* Written task: Copy the listing below, starting at the line that contains "the metal chain" and ending at the line that contains "(199, 1002)". In that copy, change "instance" to "occurrence", leave everything else the same, and leave out the pictures.

* Supplied records:
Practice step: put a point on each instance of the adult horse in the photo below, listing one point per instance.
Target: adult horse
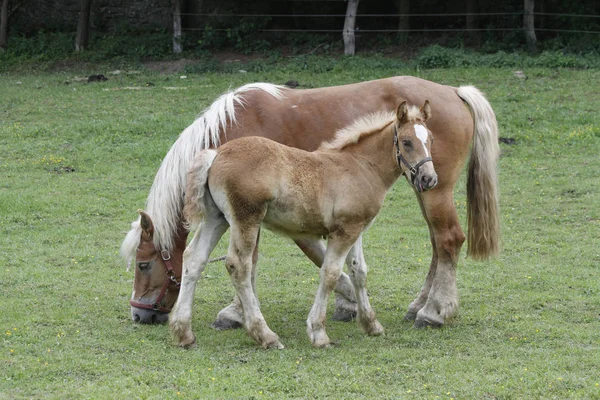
(304, 119)
(334, 192)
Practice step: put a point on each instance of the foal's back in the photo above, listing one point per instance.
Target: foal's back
(291, 191)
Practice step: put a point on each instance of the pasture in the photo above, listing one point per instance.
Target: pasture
(77, 161)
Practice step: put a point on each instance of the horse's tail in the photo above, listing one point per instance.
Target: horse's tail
(194, 209)
(482, 178)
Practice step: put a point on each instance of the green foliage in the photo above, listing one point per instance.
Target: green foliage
(442, 57)
(78, 160)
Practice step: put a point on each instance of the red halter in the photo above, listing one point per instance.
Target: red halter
(169, 278)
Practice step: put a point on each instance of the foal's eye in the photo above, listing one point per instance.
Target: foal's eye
(144, 265)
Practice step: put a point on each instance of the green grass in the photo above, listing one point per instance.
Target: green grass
(77, 161)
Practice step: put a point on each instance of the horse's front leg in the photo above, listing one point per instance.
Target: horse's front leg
(358, 271)
(239, 266)
(345, 300)
(439, 293)
(337, 249)
(195, 258)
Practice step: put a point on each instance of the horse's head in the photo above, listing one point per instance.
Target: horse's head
(157, 274)
(413, 145)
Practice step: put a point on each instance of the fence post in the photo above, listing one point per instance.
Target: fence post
(349, 27)
(83, 26)
(528, 26)
(176, 27)
(3, 25)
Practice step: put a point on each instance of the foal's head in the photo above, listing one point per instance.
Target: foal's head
(413, 145)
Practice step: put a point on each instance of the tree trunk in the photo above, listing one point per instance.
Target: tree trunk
(3, 25)
(176, 27)
(528, 26)
(403, 19)
(349, 27)
(472, 32)
(83, 26)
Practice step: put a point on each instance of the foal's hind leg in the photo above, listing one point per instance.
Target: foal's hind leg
(239, 266)
(345, 300)
(447, 238)
(338, 247)
(195, 258)
(358, 271)
(232, 316)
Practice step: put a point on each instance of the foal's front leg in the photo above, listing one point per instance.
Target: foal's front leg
(345, 300)
(239, 267)
(358, 272)
(195, 258)
(337, 249)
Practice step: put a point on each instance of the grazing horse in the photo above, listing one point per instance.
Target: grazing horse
(304, 119)
(334, 192)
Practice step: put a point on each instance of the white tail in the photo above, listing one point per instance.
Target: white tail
(482, 178)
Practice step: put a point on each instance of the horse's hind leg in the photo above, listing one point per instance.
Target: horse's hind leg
(345, 300)
(239, 266)
(358, 271)
(447, 238)
(195, 258)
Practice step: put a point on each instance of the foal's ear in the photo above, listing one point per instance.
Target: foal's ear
(402, 112)
(425, 111)
(147, 225)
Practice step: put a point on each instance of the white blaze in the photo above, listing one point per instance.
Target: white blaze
(422, 134)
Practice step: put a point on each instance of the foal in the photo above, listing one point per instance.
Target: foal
(335, 192)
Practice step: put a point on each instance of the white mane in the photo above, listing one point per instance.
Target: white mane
(165, 201)
(365, 126)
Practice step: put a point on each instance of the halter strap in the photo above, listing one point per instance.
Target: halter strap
(169, 278)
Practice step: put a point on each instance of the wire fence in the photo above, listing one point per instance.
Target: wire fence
(363, 17)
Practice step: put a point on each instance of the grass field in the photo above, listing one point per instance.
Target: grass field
(77, 161)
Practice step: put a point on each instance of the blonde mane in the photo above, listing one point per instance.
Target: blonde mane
(365, 126)
(165, 201)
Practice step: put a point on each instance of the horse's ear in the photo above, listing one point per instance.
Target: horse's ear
(147, 225)
(402, 112)
(426, 111)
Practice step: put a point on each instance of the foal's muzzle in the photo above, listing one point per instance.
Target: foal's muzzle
(424, 182)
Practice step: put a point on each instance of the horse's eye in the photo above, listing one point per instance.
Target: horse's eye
(144, 265)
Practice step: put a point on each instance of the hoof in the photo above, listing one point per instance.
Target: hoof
(275, 345)
(225, 324)
(188, 341)
(344, 315)
(410, 316)
(428, 323)
(376, 329)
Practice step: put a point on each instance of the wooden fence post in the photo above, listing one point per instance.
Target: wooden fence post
(3, 25)
(83, 26)
(349, 27)
(176, 27)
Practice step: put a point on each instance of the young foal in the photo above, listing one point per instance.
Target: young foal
(335, 192)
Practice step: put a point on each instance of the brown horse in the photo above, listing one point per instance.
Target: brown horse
(334, 192)
(304, 119)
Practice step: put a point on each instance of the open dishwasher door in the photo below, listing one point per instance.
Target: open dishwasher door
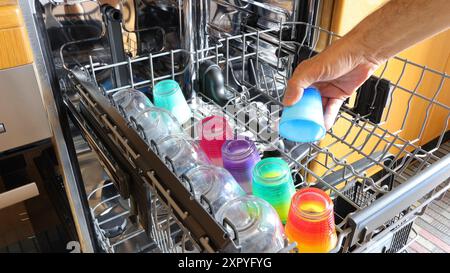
(379, 179)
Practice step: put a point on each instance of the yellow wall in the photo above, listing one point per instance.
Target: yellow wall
(14, 45)
(433, 53)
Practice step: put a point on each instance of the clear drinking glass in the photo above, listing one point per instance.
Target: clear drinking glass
(215, 184)
(131, 102)
(157, 123)
(183, 153)
(258, 227)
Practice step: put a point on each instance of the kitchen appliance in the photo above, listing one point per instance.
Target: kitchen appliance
(378, 189)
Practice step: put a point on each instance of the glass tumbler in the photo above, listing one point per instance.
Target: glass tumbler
(157, 123)
(183, 153)
(254, 224)
(239, 157)
(215, 184)
(131, 102)
(310, 221)
(272, 181)
(213, 132)
(167, 94)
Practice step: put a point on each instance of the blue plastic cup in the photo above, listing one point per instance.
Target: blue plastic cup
(303, 121)
(167, 94)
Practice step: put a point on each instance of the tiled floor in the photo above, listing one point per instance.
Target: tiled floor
(433, 228)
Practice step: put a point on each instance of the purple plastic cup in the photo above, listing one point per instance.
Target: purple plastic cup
(239, 157)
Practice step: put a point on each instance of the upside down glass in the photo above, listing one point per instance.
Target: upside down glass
(272, 181)
(183, 153)
(214, 131)
(157, 123)
(215, 184)
(132, 102)
(311, 221)
(239, 157)
(258, 228)
(167, 94)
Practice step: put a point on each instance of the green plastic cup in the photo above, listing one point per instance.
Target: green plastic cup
(272, 181)
(167, 94)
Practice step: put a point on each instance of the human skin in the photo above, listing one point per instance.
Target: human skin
(347, 63)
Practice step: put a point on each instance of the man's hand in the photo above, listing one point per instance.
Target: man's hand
(344, 66)
(337, 73)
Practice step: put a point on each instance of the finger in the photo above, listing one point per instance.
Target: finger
(331, 111)
(303, 77)
(324, 102)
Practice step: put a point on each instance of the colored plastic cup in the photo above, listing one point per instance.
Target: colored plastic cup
(131, 102)
(213, 186)
(167, 94)
(183, 153)
(239, 157)
(311, 221)
(214, 131)
(272, 181)
(253, 223)
(303, 122)
(157, 123)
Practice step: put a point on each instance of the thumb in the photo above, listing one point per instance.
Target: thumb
(303, 77)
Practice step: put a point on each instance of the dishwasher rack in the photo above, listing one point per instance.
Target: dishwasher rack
(379, 186)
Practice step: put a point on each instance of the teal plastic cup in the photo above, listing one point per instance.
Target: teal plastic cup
(167, 94)
(303, 121)
(272, 181)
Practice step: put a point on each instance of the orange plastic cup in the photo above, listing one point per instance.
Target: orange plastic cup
(310, 221)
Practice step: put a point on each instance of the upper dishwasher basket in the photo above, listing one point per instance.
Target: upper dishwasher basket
(381, 173)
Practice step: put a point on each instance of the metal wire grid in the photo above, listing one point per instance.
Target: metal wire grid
(402, 152)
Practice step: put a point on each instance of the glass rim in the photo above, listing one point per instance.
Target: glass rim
(174, 87)
(218, 130)
(314, 216)
(227, 154)
(270, 181)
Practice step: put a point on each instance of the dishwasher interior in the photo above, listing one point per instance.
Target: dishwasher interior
(379, 179)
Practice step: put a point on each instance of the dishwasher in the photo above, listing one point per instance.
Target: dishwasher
(233, 59)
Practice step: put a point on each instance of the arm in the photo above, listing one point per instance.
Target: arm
(345, 65)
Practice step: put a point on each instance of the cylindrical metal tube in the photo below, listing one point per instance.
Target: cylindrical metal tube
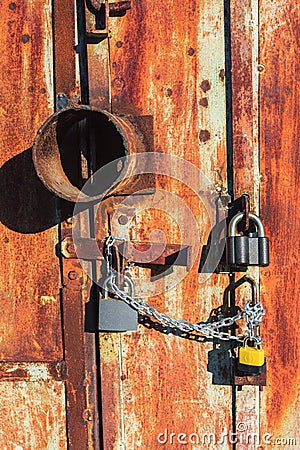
(82, 134)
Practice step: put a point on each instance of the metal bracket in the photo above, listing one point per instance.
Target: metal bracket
(171, 254)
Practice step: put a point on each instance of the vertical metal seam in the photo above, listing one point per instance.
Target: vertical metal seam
(228, 96)
(123, 433)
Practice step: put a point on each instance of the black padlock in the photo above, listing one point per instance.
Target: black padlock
(251, 250)
(114, 314)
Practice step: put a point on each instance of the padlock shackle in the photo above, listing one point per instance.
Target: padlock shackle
(232, 229)
(246, 279)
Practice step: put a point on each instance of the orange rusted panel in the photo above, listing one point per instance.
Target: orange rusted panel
(32, 399)
(280, 145)
(155, 383)
(30, 321)
(32, 415)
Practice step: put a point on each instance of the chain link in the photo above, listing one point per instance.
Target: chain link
(253, 312)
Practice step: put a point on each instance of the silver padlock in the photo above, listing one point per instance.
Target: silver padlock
(251, 250)
(114, 314)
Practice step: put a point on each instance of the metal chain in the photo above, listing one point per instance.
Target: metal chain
(253, 313)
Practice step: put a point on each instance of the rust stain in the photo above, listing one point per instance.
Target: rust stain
(280, 138)
(164, 382)
(30, 329)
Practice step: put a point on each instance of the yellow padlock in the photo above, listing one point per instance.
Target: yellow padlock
(251, 358)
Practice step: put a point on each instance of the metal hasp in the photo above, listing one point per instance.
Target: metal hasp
(247, 250)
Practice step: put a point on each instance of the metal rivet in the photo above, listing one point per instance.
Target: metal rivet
(123, 220)
(72, 275)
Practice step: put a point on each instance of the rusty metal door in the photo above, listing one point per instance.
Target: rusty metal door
(219, 81)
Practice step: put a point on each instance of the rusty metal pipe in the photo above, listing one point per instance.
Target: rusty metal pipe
(66, 135)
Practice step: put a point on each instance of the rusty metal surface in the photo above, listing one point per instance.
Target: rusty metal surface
(80, 357)
(153, 381)
(30, 305)
(32, 412)
(244, 47)
(64, 47)
(280, 138)
(32, 415)
(33, 371)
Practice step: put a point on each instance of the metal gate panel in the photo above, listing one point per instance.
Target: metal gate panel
(168, 61)
(280, 145)
(32, 398)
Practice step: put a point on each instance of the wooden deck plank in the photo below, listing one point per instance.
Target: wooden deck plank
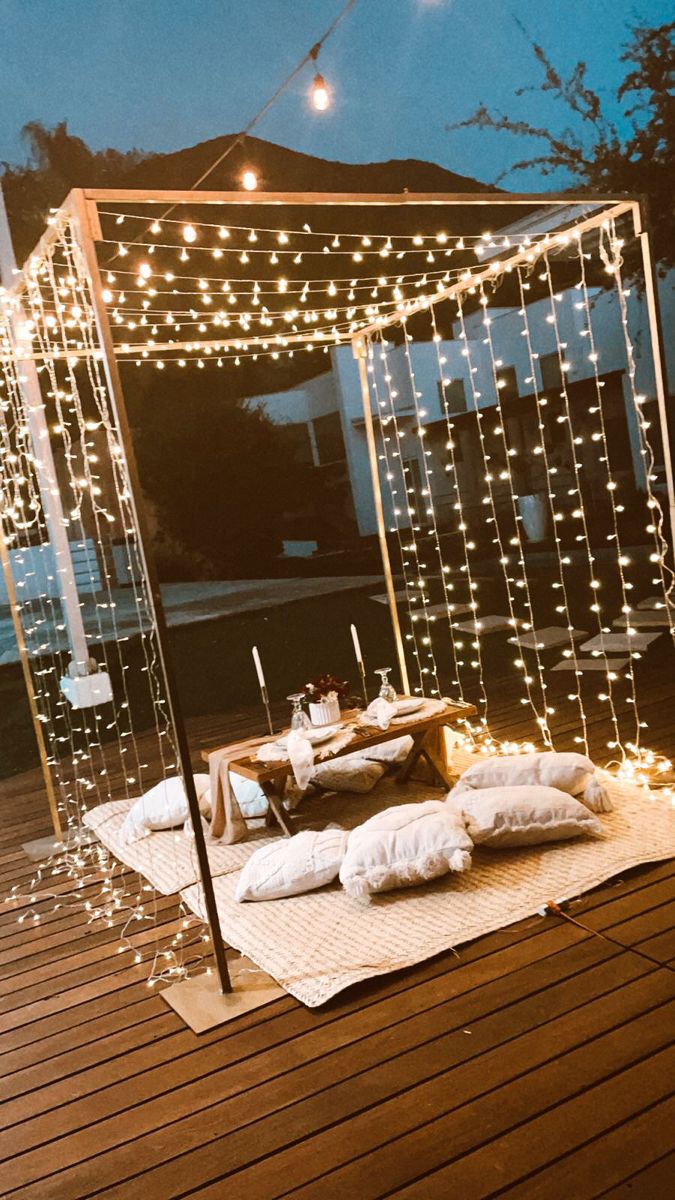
(449, 1078)
(655, 1182)
(270, 1103)
(586, 1171)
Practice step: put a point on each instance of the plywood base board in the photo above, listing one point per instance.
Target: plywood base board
(46, 847)
(199, 1002)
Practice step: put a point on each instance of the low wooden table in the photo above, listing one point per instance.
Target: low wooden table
(424, 730)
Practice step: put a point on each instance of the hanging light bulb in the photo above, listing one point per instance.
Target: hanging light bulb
(320, 94)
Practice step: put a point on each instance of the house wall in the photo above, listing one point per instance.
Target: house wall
(339, 389)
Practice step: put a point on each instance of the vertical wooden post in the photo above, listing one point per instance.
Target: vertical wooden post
(47, 479)
(85, 227)
(658, 354)
(358, 348)
(28, 679)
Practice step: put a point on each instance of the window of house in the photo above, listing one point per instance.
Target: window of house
(551, 377)
(296, 439)
(328, 437)
(507, 379)
(412, 475)
(453, 395)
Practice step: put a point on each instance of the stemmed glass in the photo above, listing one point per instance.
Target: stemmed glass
(299, 719)
(387, 691)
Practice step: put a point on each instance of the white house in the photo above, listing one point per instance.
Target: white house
(326, 424)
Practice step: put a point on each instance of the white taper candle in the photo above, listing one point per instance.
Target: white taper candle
(357, 645)
(258, 667)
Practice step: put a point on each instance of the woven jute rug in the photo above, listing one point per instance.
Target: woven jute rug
(166, 858)
(320, 943)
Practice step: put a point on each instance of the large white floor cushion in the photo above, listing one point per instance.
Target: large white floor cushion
(390, 753)
(402, 846)
(250, 797)
(286, 868)
(162, 808)
(569, 772)
(352, 773)
(523, 816)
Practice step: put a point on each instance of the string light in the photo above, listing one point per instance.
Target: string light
(320, 94)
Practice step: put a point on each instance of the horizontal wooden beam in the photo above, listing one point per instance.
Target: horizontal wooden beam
(475, 279)
(160, 196)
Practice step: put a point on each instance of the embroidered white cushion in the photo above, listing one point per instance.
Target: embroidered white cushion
(250, 797)
(569, 772)
(523, 816)
(390, 753)
(402, 846)
(353, 773)
(292, 865)
(162, 808)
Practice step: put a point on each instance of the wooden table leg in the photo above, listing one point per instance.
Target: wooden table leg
(404, 772)
(425, 745)
(275, 801)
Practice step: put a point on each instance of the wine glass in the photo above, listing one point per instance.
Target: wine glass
(387, 691)
(299, 719)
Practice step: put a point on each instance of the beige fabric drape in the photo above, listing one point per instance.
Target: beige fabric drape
(227, 823)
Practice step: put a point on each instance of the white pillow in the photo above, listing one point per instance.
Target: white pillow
(390, 753)
(402, 846)
(162, 808)
(523, 816)
(353, 773)
(569, 772)
(250, 797)
(292, 865)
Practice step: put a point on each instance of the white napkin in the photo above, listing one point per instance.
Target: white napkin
(300, 753)
(380, 712)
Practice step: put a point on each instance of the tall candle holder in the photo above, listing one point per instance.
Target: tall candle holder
(262, 685)
(359, 663)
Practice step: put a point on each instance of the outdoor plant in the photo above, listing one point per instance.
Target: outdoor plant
(326, 687)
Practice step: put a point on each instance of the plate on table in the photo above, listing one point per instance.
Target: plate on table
(407, 706)
(316, 736)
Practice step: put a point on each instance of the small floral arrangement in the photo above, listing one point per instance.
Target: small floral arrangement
(327, 687)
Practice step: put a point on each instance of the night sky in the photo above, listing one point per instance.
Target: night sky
(161, 75)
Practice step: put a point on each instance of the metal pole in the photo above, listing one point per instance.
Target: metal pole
(47, 478)
(85, 240)
(658, 354)
(358, 348)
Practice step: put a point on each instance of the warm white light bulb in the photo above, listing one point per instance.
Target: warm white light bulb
(320, 94)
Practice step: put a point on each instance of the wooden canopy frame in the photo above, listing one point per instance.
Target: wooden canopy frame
(81, 209)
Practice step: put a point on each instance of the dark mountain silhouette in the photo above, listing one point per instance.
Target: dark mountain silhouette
(60, 161)
(288, 171)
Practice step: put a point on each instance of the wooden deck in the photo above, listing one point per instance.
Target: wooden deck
(539, 1063)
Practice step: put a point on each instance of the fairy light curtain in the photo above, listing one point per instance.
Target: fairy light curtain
(119, 749)
(181, 292)
(455, 484)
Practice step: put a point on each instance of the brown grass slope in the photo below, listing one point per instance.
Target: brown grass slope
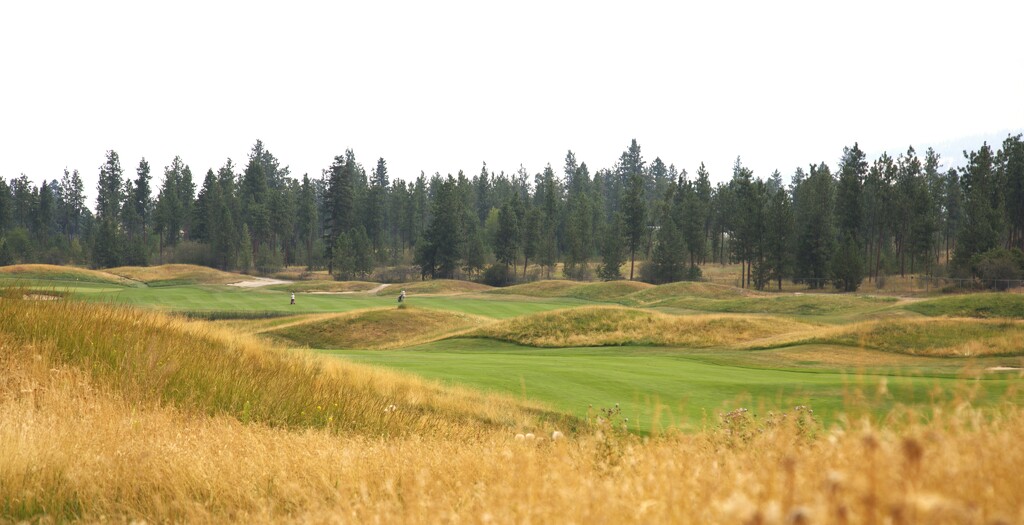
(67, 273)
(177, 274)
(377, 329)
(72, 449)
(103, 418)
(436, 287)
(600, 325)
(332, 287)
(599, 292)
(146, 357)
(928, 337)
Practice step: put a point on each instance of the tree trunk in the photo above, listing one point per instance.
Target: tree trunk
(632, 261)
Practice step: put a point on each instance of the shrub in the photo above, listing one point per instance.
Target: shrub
(998, 267)
(498, 275)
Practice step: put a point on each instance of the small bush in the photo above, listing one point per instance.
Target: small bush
(997, 268)
(498, 275)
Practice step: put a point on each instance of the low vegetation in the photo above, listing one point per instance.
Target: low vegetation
(434, 287)
(599, 292)
(117, 413)
(146, 357)
(387, 327)
(973, 305)
(615, 326)
(333, 287)
(59, 274)
(74, 448)
(175, 274)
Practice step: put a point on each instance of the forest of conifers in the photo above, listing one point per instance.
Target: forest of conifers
(645, 220)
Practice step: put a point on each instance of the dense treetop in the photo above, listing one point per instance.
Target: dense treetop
(830, 225)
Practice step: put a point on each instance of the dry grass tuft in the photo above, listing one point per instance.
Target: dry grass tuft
(614, 326)
(121, 416)
(71, 449)
(177, 274)
(377, 329)
(929, 337)
(688, 289)
(601, 292)
(436, 287)
(147, 357)
(60, 273)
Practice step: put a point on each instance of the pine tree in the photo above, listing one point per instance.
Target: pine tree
(813, 212)
(306, 219)
(778, 234)
(667, 262)
(507, 237)
(847, 267)
(612, 251)
(109, 194)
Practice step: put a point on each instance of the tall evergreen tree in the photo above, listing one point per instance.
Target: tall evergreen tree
(612, 250)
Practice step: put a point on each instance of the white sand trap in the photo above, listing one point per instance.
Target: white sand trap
(257, 282)
(40, 297)
(369, 292)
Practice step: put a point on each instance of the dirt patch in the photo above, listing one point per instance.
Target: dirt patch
(367, 292)
(40, 297)
(258, 282)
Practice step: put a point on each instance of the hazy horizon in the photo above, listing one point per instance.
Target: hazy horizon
(442, 88)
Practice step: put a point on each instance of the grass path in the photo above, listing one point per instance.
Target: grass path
(688, 386)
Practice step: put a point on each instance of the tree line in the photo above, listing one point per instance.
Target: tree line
(637, 219)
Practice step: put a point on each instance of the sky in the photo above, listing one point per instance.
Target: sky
(445, 86)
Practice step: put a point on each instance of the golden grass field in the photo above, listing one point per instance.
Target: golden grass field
(178, 273)
(376, 329)
(117, 414)
(602, 325)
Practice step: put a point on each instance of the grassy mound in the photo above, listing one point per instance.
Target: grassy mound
(599, 292)
(975, 305)
(61, 273)
(948, 338)
(673, 291)
(805, 304)
(434, 287)
(146, 357)
(334, 287)
(539, 289)
(176, 274)
(939, 338)
(389, 327)
(616, 326)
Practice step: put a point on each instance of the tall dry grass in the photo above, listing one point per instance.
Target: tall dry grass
(928, 337)
(71, 450)
(599, 325)
(88, 432)
(148, 357)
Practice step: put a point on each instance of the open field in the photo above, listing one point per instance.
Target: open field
(111, 409)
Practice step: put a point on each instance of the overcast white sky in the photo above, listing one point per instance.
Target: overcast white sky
(443, 86)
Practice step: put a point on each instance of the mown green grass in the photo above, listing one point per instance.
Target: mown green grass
(228, 299)
(585, 380)
(975, 305)
(825, 305)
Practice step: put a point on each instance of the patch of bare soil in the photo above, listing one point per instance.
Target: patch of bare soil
(258, 282)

* Solution:
Practice step: put a point on each occurrence of the metal chain in the photo above, listing one point per occurrence.
Target: metal chain
(253, 313)
Practice step: put a point on each occurrence of the rust stain in the photo above, listing one point per occurrence.
Target: rust stain
(280, 138)
(164, 382)
(30, 329)
Practice step: put a point on each occurrence of the yellow padlock in the photo above, listing one point per occurrence.
Target: yellow padlock
(251, 358)
Practice step: put a point on each occurrence of the metal hasp in the photo above, listing one point per occurrence.
Target: metal hasp
(247, 250)
Practice step: put a point on each occurrence of the metal rivet in the photo above, listing one point per occurrence.
Target: metal rivet
(123, 220)
(72, 275)
Practice step: put a point on each occurrence of the rusty metal door in the photo above, listing one point per occurrence.
Target: rusty metal door
(219, 81)
Practice step: put a point on each occurrence of the rusty metal pipe in the photo above, listing one point per occurrence.
Target: rusty metal pipe
(66, 135)
Practice step: put a point on each occurrence of the rusty metal surface in the photo above, listing one point per occurrence.
Target: rusty metal surface
(80, 357)
(153, 381)
(30, 305)
(32, 412)
(244, 47)
(64, 47)
(280, 138)
(32, 415)
(33, 371)
Practice step: put a point on each occurrence of the metal gate panel in the photo above, listing one point per occurrence.
Target: metal gate panel
(168, 61)
(280, 145)
(32, 398)
Practice step: put a point on each occurrence of the wooden deck plank in the photo below, listing one point per occurrence.
Target: wooden deck plank
(449, 1078)
(655, 1182)
(270, 1103)
(586, 1171)
Practice step: put a point on each occurrence of the plywood base board in the photo above, listing one point per occurrence.
Target: plywood base board
(46, 847)
(199, 1002)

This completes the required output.